Task - Copy the rows from the line containing "Expected: the position of each instance of the ornate" through the final row, keeping every request line unchanged and shifting each answer point by adding 125 to both of its coordinates.

Entries from a point annotation set:
□ □ □ □ □

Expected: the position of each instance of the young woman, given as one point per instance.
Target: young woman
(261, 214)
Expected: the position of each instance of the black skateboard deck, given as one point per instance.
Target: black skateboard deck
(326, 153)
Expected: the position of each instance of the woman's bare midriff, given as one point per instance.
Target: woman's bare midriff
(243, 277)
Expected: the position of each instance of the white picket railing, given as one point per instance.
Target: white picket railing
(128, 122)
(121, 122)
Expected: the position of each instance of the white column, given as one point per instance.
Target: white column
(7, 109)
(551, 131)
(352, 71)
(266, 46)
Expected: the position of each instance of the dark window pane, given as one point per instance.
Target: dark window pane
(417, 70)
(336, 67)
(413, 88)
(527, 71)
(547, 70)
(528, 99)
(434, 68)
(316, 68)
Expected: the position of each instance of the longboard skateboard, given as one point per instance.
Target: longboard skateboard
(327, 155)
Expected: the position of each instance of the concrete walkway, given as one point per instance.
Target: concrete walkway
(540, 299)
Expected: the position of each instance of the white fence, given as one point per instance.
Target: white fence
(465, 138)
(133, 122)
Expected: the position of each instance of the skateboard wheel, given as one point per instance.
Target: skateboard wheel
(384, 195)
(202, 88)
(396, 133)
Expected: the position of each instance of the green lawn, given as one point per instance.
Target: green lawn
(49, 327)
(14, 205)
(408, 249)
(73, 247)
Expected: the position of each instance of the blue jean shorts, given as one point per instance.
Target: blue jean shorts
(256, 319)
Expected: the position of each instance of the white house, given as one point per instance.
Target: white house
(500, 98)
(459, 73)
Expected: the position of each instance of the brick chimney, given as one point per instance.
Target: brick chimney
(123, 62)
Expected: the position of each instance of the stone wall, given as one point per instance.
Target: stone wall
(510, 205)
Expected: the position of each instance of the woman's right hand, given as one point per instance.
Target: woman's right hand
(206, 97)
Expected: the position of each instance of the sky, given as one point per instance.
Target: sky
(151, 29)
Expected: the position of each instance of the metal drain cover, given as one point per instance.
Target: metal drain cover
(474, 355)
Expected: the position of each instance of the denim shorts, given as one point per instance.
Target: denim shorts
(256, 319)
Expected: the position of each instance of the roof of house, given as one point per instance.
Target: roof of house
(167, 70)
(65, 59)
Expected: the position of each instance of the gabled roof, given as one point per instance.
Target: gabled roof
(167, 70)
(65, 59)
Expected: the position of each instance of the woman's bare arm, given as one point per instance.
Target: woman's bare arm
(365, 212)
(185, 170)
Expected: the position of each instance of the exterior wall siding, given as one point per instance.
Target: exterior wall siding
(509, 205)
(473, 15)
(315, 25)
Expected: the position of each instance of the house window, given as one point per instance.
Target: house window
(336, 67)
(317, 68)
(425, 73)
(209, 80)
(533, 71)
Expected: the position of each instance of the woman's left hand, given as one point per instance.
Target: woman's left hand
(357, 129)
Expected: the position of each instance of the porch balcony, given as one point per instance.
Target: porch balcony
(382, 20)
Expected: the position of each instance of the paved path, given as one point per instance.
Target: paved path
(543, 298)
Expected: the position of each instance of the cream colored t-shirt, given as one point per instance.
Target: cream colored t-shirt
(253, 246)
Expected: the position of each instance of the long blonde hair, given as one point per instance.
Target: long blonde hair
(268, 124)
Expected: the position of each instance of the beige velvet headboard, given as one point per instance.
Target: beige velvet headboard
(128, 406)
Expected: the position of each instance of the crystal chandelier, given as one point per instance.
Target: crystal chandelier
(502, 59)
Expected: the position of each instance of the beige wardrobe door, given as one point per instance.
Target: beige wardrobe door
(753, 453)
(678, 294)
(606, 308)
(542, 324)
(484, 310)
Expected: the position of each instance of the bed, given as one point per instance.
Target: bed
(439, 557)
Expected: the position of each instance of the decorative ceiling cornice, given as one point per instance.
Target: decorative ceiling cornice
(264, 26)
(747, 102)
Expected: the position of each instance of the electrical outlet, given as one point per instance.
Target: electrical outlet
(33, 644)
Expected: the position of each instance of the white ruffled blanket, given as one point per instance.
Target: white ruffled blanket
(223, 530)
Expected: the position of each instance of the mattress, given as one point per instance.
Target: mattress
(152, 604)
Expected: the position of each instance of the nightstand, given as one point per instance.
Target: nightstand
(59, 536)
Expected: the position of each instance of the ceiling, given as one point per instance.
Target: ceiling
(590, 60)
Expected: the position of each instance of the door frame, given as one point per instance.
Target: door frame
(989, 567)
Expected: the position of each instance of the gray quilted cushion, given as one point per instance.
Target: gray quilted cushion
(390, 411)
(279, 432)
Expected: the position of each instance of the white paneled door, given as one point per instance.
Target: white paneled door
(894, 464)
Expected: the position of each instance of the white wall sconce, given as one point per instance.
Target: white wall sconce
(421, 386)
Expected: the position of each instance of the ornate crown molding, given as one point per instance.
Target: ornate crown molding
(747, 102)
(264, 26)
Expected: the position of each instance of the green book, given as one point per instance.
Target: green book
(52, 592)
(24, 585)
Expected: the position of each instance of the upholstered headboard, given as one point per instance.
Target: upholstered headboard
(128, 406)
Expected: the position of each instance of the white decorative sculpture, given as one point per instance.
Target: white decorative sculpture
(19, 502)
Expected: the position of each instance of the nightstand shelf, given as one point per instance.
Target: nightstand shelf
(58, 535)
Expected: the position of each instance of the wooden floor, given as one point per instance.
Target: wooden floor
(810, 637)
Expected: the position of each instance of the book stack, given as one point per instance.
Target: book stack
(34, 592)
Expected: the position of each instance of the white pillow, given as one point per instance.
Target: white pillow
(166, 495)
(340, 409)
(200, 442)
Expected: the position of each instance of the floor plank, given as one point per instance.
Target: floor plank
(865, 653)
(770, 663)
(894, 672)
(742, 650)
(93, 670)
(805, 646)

□ □ □ □ □

The result -
Expected: the position of each instance of the ornate crown molding, given as one point per instance.
Target: ornate crown molding
(872, 227)
(389, 151)
Expected: the position of each instance of the green book, given as one point per instance.
Target: green book
(177, 717)
(149, 710)
Expected: the position of each instance of the upholstered headboard, given as one point per instance.
Target: upholstered headboard
(253, 531)
Expected: the position of each instance of the white decorative sculpture, given as one point per instance.
Target: white decorative sculpture
(144, 627)
Expected: the position of each instance of the nightstand shelf, given as one point per instance.
Target: nightstand shelf
(183, 660)
Expected: the position of each instance of the wooden floor, given as one point per instance.
Target: wooden floor
(935, 762)
Expected: the position of each instance of the book stack, given as one point per instance.
Target: book stack
(159, 717)
Expected: the position of each instance of the white pillow, given as one point per instance.
Target: white pillow
(291, 620)
(465, 534)
(325, 567)
Expected: the position of each instance of the floor plank, given as one point per instance.
Target: floor plank
(990, 778)
(895, 788)
(1019, 797)
(867, 775)
(218, 795)
(930, 771)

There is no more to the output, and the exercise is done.